What is asked: Copy every line of the records below without any change, leaving out the pictures.
Start
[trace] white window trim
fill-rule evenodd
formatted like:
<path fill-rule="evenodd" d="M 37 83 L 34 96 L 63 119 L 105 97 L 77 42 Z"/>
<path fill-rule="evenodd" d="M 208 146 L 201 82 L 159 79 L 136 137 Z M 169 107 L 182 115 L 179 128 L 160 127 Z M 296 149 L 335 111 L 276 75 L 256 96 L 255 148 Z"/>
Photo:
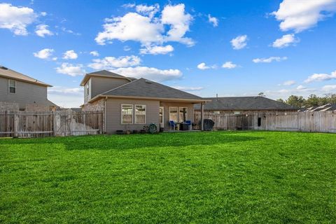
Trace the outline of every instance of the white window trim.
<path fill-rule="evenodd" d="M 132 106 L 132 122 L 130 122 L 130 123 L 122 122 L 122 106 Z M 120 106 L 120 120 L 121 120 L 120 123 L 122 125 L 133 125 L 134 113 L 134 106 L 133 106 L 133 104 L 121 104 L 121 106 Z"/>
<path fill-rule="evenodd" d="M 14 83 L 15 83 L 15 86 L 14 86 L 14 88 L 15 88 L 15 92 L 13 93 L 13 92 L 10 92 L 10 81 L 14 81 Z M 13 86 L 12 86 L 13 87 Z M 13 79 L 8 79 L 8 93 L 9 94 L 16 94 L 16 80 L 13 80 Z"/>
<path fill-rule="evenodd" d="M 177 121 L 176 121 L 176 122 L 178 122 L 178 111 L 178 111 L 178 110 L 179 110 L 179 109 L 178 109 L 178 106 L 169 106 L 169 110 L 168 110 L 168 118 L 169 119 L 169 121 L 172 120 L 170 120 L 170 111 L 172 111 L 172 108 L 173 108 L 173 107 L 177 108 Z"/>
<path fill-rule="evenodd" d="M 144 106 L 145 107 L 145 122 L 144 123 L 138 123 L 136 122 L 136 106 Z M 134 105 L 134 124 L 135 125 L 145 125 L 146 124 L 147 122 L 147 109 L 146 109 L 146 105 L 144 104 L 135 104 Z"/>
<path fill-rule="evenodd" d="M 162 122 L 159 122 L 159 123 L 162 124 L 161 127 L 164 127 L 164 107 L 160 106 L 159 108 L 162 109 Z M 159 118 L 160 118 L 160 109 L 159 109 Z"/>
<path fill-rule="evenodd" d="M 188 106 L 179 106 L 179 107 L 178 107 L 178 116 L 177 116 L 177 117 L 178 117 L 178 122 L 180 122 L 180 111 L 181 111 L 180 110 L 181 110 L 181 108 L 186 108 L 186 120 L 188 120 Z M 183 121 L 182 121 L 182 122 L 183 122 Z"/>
End
Task output:
[trace] white window trim
fill-rule evenodd
formatted like:
<path fill-rule="evenodd" d="M 37 83 L 34 96 L 63 119 L 105 97 L 77 42 Z"/>
<path fill-rule="evenodd" d="M 208 146 L 201 82 L 159 79 L 136 137 Z M 169 107 L 182 115 L 179 128 L 160 127 Z M 296 149 L 335 111 L 276 75 L 256 96 L 255 148 Z"/>
Photo:
Trace the outline of every instance of the white window trim.
<path fill-rule="evenodd" d="M 132 106 L 132 122 L 130 122 L 130 123 L 122 122 L 122 106 Z M 120 106 L 120 120 L 121 120 L 120 123 L 122 125 L 133 125 L 134 113 L 134 106 L 133 106 L 133 104 L 121 104 L 121 106 Z"/>
<path fill-rule="evenodd" d="M 14 83 L 15 83 L 15 86 L 14 86 L 14 88 L 15 88 L 15 92 L 13 93 L 13 92 L 10 92 L 10 81 L 14 81 Z M 13 86 L 12 86 L 13 87 Z M 13 79 L 8 79 L 8 93 L 9 94 L 16 94 L 16 80 L 13 80 Z"/>
<path fill-rule="evenodd" d="M 177 121 L 176 121 L 176 122 L 178 122 L 178 111 L 178 111 L 178 110 L 179 110 L 179 109 L 178 109 L 178 106 L 169 106 L 169 110 L 168 110 L 168 118 L 169 119 L 169 121 L 172 120 L 170 120 L 170 111 L 172 111 L 172 108 L 173 108 L 173 107 L 177 108 Z"/>
<path fill-rule="evenodd" d="M 144 106 L 145 107 L 145 122 L 144 123 L 138 123 L 136 122 L 136 106 Z M 134 105 L 134 124 L 135 125 L 145 125 L 146 124 L 147 122 L 147 109 L 146 109 L 146 105 L 144 104 L 135 104 Z"/>
<path fill-rule="evenodd" d="M 162 122 L 159 122 L 159 123 L 162 124 L 161 127 L 164 127 L 164 107 L 160 106 L 159 108 L 162 109 Z M 159 118 L 160 118 L 160 109 L 159 109 Z"/>
<path fill-rule="evenodd" d="M 188 106 L 179 106 L 179 107 L 178 107 L 178 116 L 177 116 L 177 117 L 178 117 L 178 122 L 180 122 L 180 111 L 181 111 L 180 110 L 181 110 L 181 108 L 186 108 L 186 120 L 188 120 Z M 183 121 L 182 121 L 182 122 L 183 122 Z"/>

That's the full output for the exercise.